===== Provided text =====

I sank a little further

into the abyss after my beloved camper flooded. It was the last straw. I was struggling to find an editor for the proof of concept I shot in May, Steve got Covid, family visited, life got derailed. Then the flood came. At first a glistening puddle on the kitchen floor, seemingly unattached to anything obvious, like a leaky fridge. A camper friend and Steve put their heads together and identified a deteriorated fitting on the hot water heater. The entire underbelly of the camper, insulation and all, was flooded. About twenty feet of it.

It didn’t take long

for the heated summer days to swell the moisture into a soaking wet mass of smelly chipboard. My lungs protested. After three weeks, a month early, I gave up and abandoned ship. We cleared out the camper and it was hauled yesterday to be poked and prodded and investigated. We’ve been told black mold will set in, that the camper should be written off.

That camper is a dream.

Its best feature was the panoramic windows I stared out of every day as I wrote, my head bent over ‘my spot’ at the kitchen table. We looked for years to find the right camper. There is no other like it. It was old (2009) but it was good.

So now

I am back home, away from our plot in the community garden that is abundant with the fresh vegetables we planted and weeded, away from dipping my toes in the warm water at the beach, away from lazy weekends of reading with my toes buried in the sand and a cool beverage at my side. My view of the outdoors is now relegated to leafy trees. That’s not so bad, I adore trees and am grateful to breathe in their healthy goodness. But I need water, and it was a shock to suddenly be forced FROM water BY water. The sun is still shining and the air outside is fresh but I am indoors. The cozy lawnmowers have been replaced by sirens and trucks and construction saws and a motorcycle a neighbour seems to run for an hour straight every morning. Noise. SO. MUCH. NOISE. I stare at a screen and have never felt so trapped.

=====

What to work on:
- 1) Decide whether each statement agrees with the passage about the flooded camper: (a) the leak was traced to a deteriorated fitting on the hot water heater; (b) the writer remained in the camper for two months after the flood; (c) back home, the writer's outdoor view is of water. Answer yes or no for each, quoting the words of the passage that decide it.
- 2) Extend the passage about the flooded camper, beginning after its final sentence.
The items that come next are not needed for any of this work.

===== Information shown =====

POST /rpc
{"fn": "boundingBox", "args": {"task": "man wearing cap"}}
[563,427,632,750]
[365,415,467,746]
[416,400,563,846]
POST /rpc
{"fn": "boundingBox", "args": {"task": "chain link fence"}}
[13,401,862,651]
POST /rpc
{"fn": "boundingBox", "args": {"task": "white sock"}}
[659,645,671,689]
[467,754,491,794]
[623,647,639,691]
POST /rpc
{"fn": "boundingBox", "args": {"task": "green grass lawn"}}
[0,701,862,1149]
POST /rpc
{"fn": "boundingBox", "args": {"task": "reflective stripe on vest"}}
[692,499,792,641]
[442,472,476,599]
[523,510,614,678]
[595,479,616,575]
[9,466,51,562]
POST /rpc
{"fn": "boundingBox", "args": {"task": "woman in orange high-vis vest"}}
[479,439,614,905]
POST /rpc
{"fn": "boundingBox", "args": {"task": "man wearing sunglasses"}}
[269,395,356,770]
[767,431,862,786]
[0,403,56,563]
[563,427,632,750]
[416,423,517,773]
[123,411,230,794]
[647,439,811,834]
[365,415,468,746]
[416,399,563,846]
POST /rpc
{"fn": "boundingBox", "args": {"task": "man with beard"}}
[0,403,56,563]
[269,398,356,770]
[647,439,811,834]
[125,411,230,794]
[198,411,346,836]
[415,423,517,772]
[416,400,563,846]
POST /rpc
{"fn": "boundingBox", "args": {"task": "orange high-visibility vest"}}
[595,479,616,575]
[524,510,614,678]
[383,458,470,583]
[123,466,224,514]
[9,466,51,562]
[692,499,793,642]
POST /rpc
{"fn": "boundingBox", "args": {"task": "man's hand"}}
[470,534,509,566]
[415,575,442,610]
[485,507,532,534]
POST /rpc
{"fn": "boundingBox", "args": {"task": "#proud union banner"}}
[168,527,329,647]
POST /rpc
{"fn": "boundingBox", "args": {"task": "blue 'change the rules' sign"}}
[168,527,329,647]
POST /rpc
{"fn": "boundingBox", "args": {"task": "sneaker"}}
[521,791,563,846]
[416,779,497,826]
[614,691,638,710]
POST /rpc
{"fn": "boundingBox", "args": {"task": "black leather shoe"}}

=====

Written responses:
- 1)
(a) Yes: "identified a deteriorated fitting on the hot water heater"
(b) No: "After three weeks, a month early, I gave up and abandoned ship."
(c) No: "My view of the outdoors is now relegated to leafy trees."

- 2)
So enclosed. So utterly, entirely enclosed.

All along I have been saying, “It’s okay, my problems are nothing. Others are TRULY suffering.” And they are, and their suffering hurts my soul because I am unable to help. I AM HELPLESS. I feel like the water that destroyed my oasis is all the unshed tears I have yet to cry while I scream to the heavens. I want to ask WHY WHY WHY — WHY the pandemic, WHY the pain my friends are going through, WHY the war, WHY the suffocation of being forced indoors when there is so much light and open sky and freshness left outside?

And WHY can’t I disappear into another story, because that was always my safe place, my place to hide, my place to disappear from the things that hurt?

But mostly — WHY am I glossing over the truth and pretending everything is okay when it isn’t?

How many of us continue along on our journeys with our truths buried — how many of us are afraid to let go? How many of us allow ourselves to truly ‘feel the feels?’

A favourite line from an old fave film, The Horse Whisperer, came to mind the other day — “I know where he goes.” Look it up. I always thought how lucky I was to go there while I was writing. But now I know the truth.

I need to be strong — no more hiding. No more asking Jessie and the other characters in my stories to feel the feels for me. I gotta feel them myself. Not bury them. Not let the trailer’s flood be my tears.

I gotta shed my own tears.

And maybe then I’ll be able to sit down and write.